◆ **ACTIONS TO TAKE**:
1 - In the speakers thread, what kind of amp does infrared suggest for running the front and rear speakers?
2 - Retype the stretch of the speakers thread from "Well, you really" through "in the trunk?".

◆ **SUPPLIED TEXT**:
------------------------------------------------
# speakers



## CLocK NX (Jan 8, 2003)

I have recently put eclipse speakers in my car and they sound aight but with the subwoofer they are drowned out is there any way i can add like a 6 by 9 speaker in the trunk ? with out having it hooked up to the eclipse?


----------



## Psch91 (May 18, 2002)

Sorry but I cant help you with this, but I find it funny how the subs drown out the other speakers. I have the same problem on some songs. I put my friends cd in, and all you could hear is bass, it was like there was no one singing at all, it was too funny.


----------



## SentraStyleEMW (Aug 15, 2002)

CLocK NX said:


> *I have recently put eclipse speakers in my car and they sound aight but with the subwoofer they are drowned out is there any way i can add like a 6 by 9 speaker in the trunk ? with out having it hooked up to the eclipse? *


Putting some 6x9's in the trunk really won't do a hole lot for your sound. What you need to do is get an amplifier for your mids/highs. That will help to even out the sound between the sub and the speakers.


----------



## PrOxLaMuS© (Aug 11, 2002)

Well, you really never specified if your running an amplifier, I assume you are, cause thats how you power your subwoofer right?

But have you tried turning down the BASS levels and turning up the TREBLE levels? < I know it sounds stupid, but hey it might work.

If you have an amplifier, adjust the GAIN and FREQUENCY levels. 

But some 6X9's in the trunk?


> any way i can add like a 6 by 9 speaker in the trunk ? with out having it hooked up to the eclipse


 How would you hook it up to the eclipse? IF you would..... it would cut the power to the speakers in half, resulting in alot less power to the speakers which would equall little to no sound being put out, when your subs are blaring.

So... I wouldnt really suggest that. And when you say putting them in your tunk, are you talking about replacing the Subs with the 6X9's? Or adding an additinal set of 6X9's to abalnce the sound or what? Cause the 6X9's are speakers basically set up for sound and high bass levels...... Would you want more bass??


----------



## CLocK NX (Jan 8, 2003)

i would add the 2 6x9s and a small amp for them to run off of... i like the bass how it is but i need to have a lil more sound ya know thanks for the post im looking into as we speak..


----------



## infrared (Aug 1, 2002)

I think you should get a 4 channel amp to run the front and rear speakers. If you are powering them off your head unit, they will have a hard time matching up to your sub. Plus at high volumes you will have a cleaner sound.


----------



## Guest (Jan 24, 2003)

turn down your gain and bass boost settings on the amplifier powering your sub, then buy an amplifier for your interior speakers, if your head unit has a loudness setting...turn it off. then adjust your bass and trebble setting in the head unit as well. don't buy another 6x9, waste of money, get either tweeters or high mids. if you did buy that, then you'd have to buy another interior amplifier, plus a new distribution block because your block probably only has two outs and one in.


----------
------------------------------------------------
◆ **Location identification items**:
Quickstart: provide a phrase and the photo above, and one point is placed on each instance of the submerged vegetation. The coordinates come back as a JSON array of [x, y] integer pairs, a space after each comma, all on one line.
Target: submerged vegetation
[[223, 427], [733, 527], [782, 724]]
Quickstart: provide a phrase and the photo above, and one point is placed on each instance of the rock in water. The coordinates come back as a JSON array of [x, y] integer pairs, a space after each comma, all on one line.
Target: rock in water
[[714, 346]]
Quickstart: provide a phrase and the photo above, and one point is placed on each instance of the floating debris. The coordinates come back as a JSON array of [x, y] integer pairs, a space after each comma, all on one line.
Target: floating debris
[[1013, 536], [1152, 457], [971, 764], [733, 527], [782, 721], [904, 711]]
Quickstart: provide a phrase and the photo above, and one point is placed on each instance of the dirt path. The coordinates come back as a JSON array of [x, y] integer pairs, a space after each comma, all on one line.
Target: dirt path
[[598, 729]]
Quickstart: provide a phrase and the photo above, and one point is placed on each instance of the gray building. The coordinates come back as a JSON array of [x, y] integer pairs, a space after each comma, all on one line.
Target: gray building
------------------------------------------------
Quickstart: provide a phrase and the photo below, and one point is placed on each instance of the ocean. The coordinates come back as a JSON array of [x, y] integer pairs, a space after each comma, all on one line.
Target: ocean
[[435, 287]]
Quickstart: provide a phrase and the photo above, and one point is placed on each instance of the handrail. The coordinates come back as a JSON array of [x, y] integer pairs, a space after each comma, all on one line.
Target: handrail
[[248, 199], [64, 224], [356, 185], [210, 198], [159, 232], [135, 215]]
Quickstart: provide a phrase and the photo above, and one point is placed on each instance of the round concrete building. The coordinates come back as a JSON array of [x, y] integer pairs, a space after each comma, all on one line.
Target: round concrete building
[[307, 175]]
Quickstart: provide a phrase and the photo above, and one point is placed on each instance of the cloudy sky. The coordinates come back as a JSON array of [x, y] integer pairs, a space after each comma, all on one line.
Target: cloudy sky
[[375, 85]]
------------------------------------------------
◆ **RESPONSES**:
1 - A 4 channel amp.

2 -
Well, you really never specified if your running an amplifier, I assume you are, cause thats how you power your subwoofer right?

But have you tried turning down the BASS levels and turning up the TREBLE levels? < I know it sounds stupid, but hey it might work.

If you have an amplifier, adjust the GAIN and FREQUENCY levels. 

But some 6X9's in the trunk?